Pull out all lines from the listing below in which the word "window" appears.

=== Section Start ===

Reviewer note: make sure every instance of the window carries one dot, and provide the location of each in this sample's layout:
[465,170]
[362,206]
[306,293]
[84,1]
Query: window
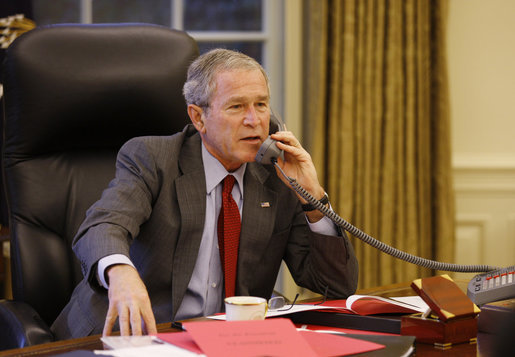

=== Section End ===

Task result
Reviewer note: make sure every instance of the window carries one dot, and provide the location of each in this sample's layout:
Query: window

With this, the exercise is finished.